-- start --
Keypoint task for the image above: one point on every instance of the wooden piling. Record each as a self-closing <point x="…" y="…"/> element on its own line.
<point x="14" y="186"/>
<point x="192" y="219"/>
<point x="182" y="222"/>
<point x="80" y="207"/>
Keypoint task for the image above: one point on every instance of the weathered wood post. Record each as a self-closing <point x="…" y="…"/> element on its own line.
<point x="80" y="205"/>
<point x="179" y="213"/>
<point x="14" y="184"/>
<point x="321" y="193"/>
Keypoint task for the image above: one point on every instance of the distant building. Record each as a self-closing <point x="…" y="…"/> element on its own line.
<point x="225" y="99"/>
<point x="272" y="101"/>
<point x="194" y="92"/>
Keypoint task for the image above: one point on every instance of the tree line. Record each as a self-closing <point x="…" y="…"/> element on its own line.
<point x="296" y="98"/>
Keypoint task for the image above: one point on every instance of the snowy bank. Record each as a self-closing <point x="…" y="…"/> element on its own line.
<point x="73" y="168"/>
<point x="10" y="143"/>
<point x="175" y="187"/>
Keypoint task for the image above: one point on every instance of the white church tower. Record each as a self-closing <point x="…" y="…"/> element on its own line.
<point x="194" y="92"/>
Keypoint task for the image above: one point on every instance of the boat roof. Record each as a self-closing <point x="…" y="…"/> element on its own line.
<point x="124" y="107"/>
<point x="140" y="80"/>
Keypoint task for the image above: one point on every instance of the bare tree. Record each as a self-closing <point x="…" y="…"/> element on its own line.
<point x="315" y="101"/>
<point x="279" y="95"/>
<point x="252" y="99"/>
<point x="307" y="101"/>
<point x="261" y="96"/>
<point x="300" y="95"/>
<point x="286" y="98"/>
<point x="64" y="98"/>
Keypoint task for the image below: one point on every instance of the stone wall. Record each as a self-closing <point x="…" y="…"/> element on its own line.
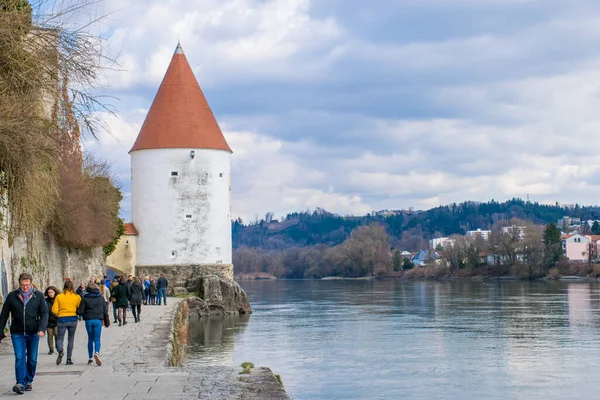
-- end --
**What you need to do:** Quote word for word everything in the data from the line containing "of the bare", that line included, down to the very end, leaving the pictures out.

**Answer to this exercise:**
Keypoint task for the image above: one point on every instance of the bare tree. Record each as a self-closing <point x="…" y="…"/> element on its own line.
<point x="315" y="101"/>
<point x="279" y="95"/>
<point x="252" y="99"/>
<point x="307" y="101"/>
<point x="261" y="96"/>
<point x="300" y="95"/>
<point x="286" y="98"/>
<point x="64" y="98"/>
Keypoint task for the image below: one point on every instance of the stone wall. Record each as a self-closing <point x="…" y="…"/> element on its own line.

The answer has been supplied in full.